WORK ORDER.
An exact repetition of the data below, without images, is the expected answer.

SUPPLIED MATERIAL.
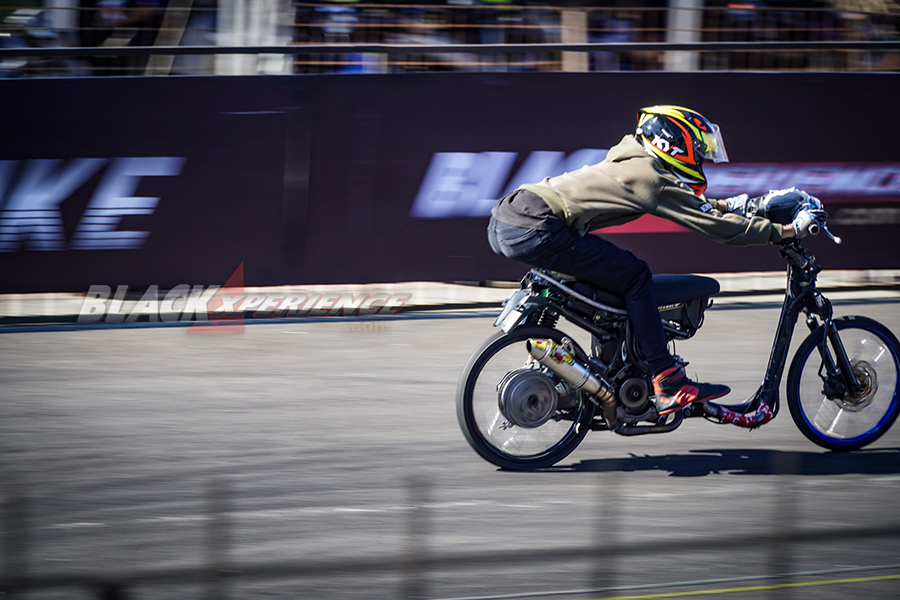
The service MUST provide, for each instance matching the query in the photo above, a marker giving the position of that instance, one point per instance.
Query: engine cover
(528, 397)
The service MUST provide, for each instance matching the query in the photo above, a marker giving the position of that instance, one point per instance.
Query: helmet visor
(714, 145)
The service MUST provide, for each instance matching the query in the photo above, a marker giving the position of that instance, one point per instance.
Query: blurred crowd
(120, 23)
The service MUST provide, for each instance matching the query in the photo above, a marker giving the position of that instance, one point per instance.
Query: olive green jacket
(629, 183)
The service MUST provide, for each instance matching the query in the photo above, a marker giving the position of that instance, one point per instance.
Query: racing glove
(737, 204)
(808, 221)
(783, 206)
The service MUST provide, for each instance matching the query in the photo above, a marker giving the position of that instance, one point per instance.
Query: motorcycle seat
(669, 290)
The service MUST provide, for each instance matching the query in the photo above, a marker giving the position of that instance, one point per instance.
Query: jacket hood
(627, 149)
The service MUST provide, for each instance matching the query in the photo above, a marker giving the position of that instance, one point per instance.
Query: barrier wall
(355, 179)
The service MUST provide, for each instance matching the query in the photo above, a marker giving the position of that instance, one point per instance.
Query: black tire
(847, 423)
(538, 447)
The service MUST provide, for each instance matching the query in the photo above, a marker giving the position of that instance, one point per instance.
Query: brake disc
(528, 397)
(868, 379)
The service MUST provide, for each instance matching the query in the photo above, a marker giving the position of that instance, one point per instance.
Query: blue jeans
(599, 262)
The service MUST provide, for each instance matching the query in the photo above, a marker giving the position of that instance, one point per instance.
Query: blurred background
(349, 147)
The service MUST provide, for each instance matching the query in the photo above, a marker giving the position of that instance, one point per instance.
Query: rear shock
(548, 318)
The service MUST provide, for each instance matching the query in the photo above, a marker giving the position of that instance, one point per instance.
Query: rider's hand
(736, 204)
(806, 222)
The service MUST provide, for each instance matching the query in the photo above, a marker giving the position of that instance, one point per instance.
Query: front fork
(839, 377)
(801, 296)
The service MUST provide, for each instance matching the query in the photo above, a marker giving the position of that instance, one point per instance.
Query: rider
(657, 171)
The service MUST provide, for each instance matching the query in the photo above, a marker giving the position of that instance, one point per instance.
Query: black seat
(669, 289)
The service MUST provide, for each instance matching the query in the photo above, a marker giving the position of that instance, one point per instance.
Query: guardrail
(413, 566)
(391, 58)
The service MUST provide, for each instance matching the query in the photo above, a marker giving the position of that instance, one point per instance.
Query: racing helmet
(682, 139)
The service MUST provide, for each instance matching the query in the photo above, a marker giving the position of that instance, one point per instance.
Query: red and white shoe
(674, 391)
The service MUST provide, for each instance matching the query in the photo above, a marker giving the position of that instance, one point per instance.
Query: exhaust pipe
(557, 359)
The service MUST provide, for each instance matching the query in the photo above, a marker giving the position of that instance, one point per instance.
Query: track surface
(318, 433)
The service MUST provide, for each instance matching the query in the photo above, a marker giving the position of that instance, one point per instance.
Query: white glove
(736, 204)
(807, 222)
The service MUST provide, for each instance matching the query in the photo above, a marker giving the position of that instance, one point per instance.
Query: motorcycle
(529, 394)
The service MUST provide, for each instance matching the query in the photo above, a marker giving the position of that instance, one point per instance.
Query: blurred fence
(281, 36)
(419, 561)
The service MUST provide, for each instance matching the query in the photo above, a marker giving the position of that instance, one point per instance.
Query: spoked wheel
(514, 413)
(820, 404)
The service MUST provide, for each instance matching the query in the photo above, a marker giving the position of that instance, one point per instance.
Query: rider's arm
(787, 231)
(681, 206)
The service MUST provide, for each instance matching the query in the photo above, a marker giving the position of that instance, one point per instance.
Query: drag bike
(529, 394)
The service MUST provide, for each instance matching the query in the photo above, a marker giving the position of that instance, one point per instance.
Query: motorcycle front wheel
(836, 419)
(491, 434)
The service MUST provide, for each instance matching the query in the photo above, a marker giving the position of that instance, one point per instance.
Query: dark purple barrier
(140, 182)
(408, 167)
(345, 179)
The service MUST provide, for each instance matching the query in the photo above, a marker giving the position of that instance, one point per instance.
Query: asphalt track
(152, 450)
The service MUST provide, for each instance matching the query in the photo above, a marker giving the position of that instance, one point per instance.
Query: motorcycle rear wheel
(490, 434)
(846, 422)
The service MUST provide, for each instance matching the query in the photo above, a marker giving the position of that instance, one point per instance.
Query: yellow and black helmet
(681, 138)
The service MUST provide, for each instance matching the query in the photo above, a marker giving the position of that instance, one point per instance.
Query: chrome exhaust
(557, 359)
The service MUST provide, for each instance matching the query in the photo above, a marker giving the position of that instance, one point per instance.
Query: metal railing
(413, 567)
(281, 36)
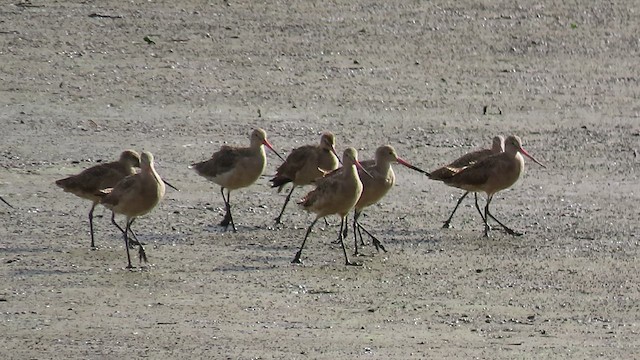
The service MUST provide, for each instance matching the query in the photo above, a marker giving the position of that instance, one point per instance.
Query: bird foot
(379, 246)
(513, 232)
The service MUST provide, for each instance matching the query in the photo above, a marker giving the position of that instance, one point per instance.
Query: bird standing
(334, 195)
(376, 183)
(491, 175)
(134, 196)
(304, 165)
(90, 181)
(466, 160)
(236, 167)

SOLVED PROBLEM.
The service MUST provide, for each instance matching the query in the photo above, a marker giving the position of that instance, one point per instance.
Query: engine cover
(528, 397)
The service MUST provide, for each instance matching the query in the photo above, a marker giving the position of that instance, one point per instance.
Query: helmet visor
(714, 145)
The service MUST provide, for each instance matching the query in the photo above, a marker giving the position of that instance, one point per instance.
Query: blurred crowd
(120, 23)
The service MUST provide, for each instance matching the query in the photo above, a marker giving the position of that instance, one point per instance.
Query: olive green jacket
(629, 183)
The service MUST provide, for each instance matching the query in the photo above, a marker giving the position of that instance, one point per instance.
Query: racing glove
(737, 204)
(808, 221)
(783, 206)
The service MUST provide, for each instance matching the query in the photo above, a marker giving the position of that instance, one point per instance.
Query: motorcycle seat
(669, 290)
The service MUST provide, for each instance matching the query in the photo above, a marker giving the position of that instance, one point per instance.
Query: jacket hood
(627, 149)
The service MUST provide, for each instance matching the query in the photo above, a marker giving the position of that instance, one point per instance.
Query: barrier wall
(355, 179)
The service MUST provide, for each instance matching the query in the photo above, a marker giving the position of that instance, one point per instance.
Query: black tire
(847, 423)
(538, 447)
The service MUST provide, for each instance matching the query in the photo above, a marker giving the position of that instance, one point per instance.
Query: brake disc
(528, 397)
(868, 379)
The service MUST provide, for each instance matching the query in the photo above, a marker giving the position of that instance, one point per instance.
Query: blue jeans
(599, 262)
The service MUST provide, for each instance matching the query in the photo above, a marker giving the position of that instance, one point per instance.
Query: blurred background
(349, 147)
The service MUST provide, for each instance matching the query in the photo above, a marker giving the position of that instance, one point per instance.
Query: rear shock
(548, 318)
The service MUST provide, for each instance matching the query in the photo above, a marker giving the position of that instance, one point per instance.
Query: rider's hand
(736, 204)
(806, 222)
The service MUST provide, for each instance matching the query in the photo above, a marker giving the position of that instance, one point per instance.
Query: front fork
(839, 377)
(801, 296)
The service MUST provide, for each instance matching the query in the photo above, a marker giving the position of that instance, one point per instance.
Query: rider
(657, 171)
The service MUST provide, for each instance matching the query in the photo above, a marker giving the position of that instance, one point per instance.
Query: black seat
(669, 289)
The service MUST provide, for each instance matching the query in the photo above, a marker giving the position of that instance, one point per instance.
Query: guardrail
(413, 566)
(391, 58)
The service MUST provide, for each instance matching the query in the photo above, a marker giving the position of that instance, one point per instance.
Query: racing helmet
(682, 139)
The service MUST provide, for each instance matching the query in the photo above, a marker giving the position of that instance, one point per instance.
Query: red and white shoe
(674, 391)
The service MUST provide, for each instance matching the query in the photo above, a marker giving the position of that instance, one point per instance.
Query: exhaust pipe
(557, 359)
The service MUST provide, for each instance matching the query in the photo above, a marker giving the position of that instance, one point per instance.
Query: track surface
(318, 433)
The service MUST provide, for each instance matching the query in the photo above, a marker giving the position of that instance, one point per instance.
Query: white glove
(736, 204)
(807, 222)
The service MUST provide, for each instance matching the query in the photo above, a marker giving the position of that instance, one point per instance.
Query: motorcycle
(529, 394)
The service MUST provide, for each instance matching the query in the photo above, a marker giving the position of that instance, one point per instance.
Query: blurred fence
(281, 36)
(419, 561)
The service MUST provide, for each instance matching the query in the photo above, a marker giving the position of that instance, one point per instance.
Query: spoked wheel
(514, 413)
(820, 404)
The service MUST provide, for each instance matching the query in the photo above, a marker giving the position of that instance, one point per instance.
Query: rider's arm
(787, 231)
(681, 206)
The service MUST provide, for each instance matching the query in the photo above, a marker giving the position of that instance, one point per instance.
Query: drag bike
(529, 394)
The service MUST provide, for each instance matching the query in the photo above, a marker giving the position of that instance, one point per instance.
Query: motorcycle front wheel
(836, 419)
(491, 434)
The service MUST provide, for each instance matching the query in the photo above, a marker giving the position of that instance, one point per instance.
Query: dark purple barrier
(140, 182)
(408, 167)
(345, 179)
The service MUST provide, for each instance matching the query in the photo above, a marker giving the position of that instance, one point per instance.
Query: asphalt track
(152, 450)
The service MUST provide, for each instance matching the query in the photo above, a marker giving the position of that instance, one point per instance.
Query: motorcycle rear wheel
(490, 434)
(846, 422)
The service MUST provide, for each instance matching the query in the photo above, a marker giving the position of that instance, one point per instance.
Query: yellow and black helmet
(681, 138)
The service MUST provide, for each instance matching the query in the photo above, a marker giving the position of that instance, one point per instance.
Query: chrome exhaust
(557, 359)
The service MUST provide, for each instance matching the query in the photo above, a marker giving the position of that instance, one point per instance.
Query: metal railing
(413, 567)
(281, 36)
The service MUST provide, for each instance matching the query in the photo above, a marker giving the position of that instance, one point per instance.
Query: bird foot
(379, 246)
(513, 232)
The service MUST provide, for each instance matching the query in the photo above, a marker giving the position of that instance, one point per instance.
Query: bird standing
(334, 195)
(376, 183)
(491, 175)
(134, 196)
(304, 165)
(90, 181)
(466, 160)
(236, 167)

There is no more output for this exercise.